Work to complete ::
A – In the EIP-4444 torrent text, at what block height did the merge occur?
B – Rewrite the paragraph of the EIP-4444 torrent text that begins "The output era files were then uploaded" as a short bulleted list, keeping its main facts.
C – List every tradeoff of using torrents that the EIP-4444 torrent text gives under "Tradeoffs".

Torrents and EIP-4444
Introduction
EIP-4444 aims to limit the historical data that Ethereum nodes need to store. This EIP has two main problems that require solutions: Format for history archival and Methods to reliably retrieve history. The client teams have agreed on a common era files format, solving one half of the problem. The second half of the problem, i.e Method to reliably retrieve history will likely not rely on a single solution. Some client teams may rely on the Portal network, some rely on torrents, others might rely on some form of snapshot storage.
Torrents for EIP-4444
Torrents offer us a unique way to distribute this history, torrents as a technology have existed since 2001 and have withstood the test of time. Some client teams, such as Erigon already include a method to sync via torrents that has run in production systems.
In order to make some progress on the Torrent approach of history retrieval, the files would first be required. So an era file export was made on a geth running version v1.14.3
. To explore the initial idea, the torrent approach chose pre-merge data as a target. The merge occurred at block height 15537393, meaning all pre-merge data could be archived by choosing a range of 0 to block 15537393. The era files were then created using the command geth --datadir=/data export-history /data/erafiles 0 15537393
.
Once the era files were created, they were verified using the command era verify roots.txt
, with the source of the roots.txt
file being this. The entire process has been outlined in this PR comment. The verification output was found to be this log message: Verifying Era1 files verified=1896, elapsed=5h21m49.184s
The output era files were then uploaded onto a server and a torrent was created using the software mktorrent
. An updated list of trackers was found using the github repo trackerslist. The trackers chosen were a mix of http/https/udp in order to allow for maximal compatibility. The chunk size of the torrent was chosen to be 64MB, which was the max allowed and recommended value for a torrent of this size.
The result of this process is now a torrent of size 427GB. This torrent can be imported with this magnet link and a torrent client would be able to pull the entire pre-merge history as era files.
Tradeoffs
There are of course some tradeoffs with torrents, as with many of the other EIP-4444 approaches:
- Torrents rely on a robust set of peers to share the data, there is however no way to incentivise or ensure that this data is served by peers
- A torrent client would need to be included in the client releases and some client languages might not have a torrent library
- Torrents would de-facto expect the nodes to also seed the content they leech, this would increase node network requirements if they choose to store history
- The JSON-RPC response needs to take into account that it may not have the data to return a response in case the user decides to not download pre-merge data
Conclusion
A client could potentially include this torrent into their releases and avoid syncing pre-merge data by default, which could then be fetched via torrent if a user requests it (perhaps with a flag similar to --preMergeData=True
). The client could also hardcode the hash of the expected data, ensuring that the data retrieved matches what they expect.
Instructions for re-creating torrent:
- Sync a geth node using the latest release
- Stop the geth node and run
geth --datadir=/data export-history /data/erafiles 0 15537393
to export the data in a folder calleddata/erafiles
(Warning, this will use ~427GB of additional space) - Use the
mktorrent
tool or therutorrent
GUI to create a torrent. Choose the/data/erafiles/
folder as the source for the data. Next, obtain the latest open trackers from this github repository. Choose a healthy mix of udp/http/https trackers and choose the chunk size of the torrent to be 64MB. - The tool should output a
.torrent
file, the GUI will also allow you to copy a magnet link if that is required
Instructions for download and verification of torrent data:
- Download the torrent data with this magnet link and in a torrent client of your choice: link
- Clone the latest release of geth and install the dependencies
- Run
make all
in the geth repository to build theera
binary - Fetch the
roots.txt
file with the command:wget https://gist.githubusercontent.com/lightclient/528b95ffe434ac7dcbca57bff6dd5bd1/raw/fd660cfedb65cd8f133b510c442287dc8a71660f/roots.txt
- Run
era verify roots.txt
in the folder to verify the integrity of the data

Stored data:
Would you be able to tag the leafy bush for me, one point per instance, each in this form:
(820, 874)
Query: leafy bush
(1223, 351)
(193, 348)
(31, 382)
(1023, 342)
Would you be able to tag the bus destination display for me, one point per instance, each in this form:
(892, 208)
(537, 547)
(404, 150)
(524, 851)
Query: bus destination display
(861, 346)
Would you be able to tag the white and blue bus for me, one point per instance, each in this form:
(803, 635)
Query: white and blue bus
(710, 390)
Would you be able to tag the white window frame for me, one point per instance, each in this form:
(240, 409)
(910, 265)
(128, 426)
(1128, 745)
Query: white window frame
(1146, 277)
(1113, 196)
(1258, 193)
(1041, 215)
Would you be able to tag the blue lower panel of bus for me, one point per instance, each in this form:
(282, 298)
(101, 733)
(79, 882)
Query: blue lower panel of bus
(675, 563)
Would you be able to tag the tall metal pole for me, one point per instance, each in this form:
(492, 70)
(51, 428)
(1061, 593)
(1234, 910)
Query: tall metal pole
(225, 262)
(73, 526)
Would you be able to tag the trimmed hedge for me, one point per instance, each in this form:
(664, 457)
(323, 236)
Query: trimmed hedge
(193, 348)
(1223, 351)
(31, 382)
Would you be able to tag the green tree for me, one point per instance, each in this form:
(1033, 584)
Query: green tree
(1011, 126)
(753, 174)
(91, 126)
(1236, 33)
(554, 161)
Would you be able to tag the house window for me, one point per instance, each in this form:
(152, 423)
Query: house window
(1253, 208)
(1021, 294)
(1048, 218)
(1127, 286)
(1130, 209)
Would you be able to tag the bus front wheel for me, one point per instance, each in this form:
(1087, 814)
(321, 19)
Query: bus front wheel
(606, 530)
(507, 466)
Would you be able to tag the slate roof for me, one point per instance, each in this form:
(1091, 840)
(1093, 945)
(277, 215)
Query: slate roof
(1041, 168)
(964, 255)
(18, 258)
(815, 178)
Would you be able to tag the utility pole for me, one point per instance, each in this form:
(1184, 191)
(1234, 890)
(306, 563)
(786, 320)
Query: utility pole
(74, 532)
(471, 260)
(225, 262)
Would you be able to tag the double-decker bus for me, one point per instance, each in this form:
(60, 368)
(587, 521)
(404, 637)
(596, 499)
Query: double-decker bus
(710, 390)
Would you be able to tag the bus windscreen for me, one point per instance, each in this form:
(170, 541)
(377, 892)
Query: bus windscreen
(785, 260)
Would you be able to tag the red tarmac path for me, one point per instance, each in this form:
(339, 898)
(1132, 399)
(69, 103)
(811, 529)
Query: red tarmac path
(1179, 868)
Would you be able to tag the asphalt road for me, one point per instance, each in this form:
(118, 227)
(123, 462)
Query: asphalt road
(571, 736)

Worked solutions ::
A – Block height 15537393.

B –
- The era files were uploaded to a server, and a torrent was created with mktorrent.
- An updated tracker list came from the GitHub repo trackerslist.
- The trackers were a mix of http, https and udp for maximal compatibility.
- The chunk size was 64MB, the maximum allowed and the recommended value for a torrent of this size.

C –
- Torrents rely on a robust set of peers to share the data, but there is no way to incentivize or ensure that peers serve it.
- A torrent client would need to be included in client releases, and some client languages might not have a torrent library.
- Nodes would de facto be expected to seed the content they leech, which would increase node network requirements if they store history.
- The JSON-RPC response must account for possibly lacking the data to respond if the user chooses not to download pre-merge data.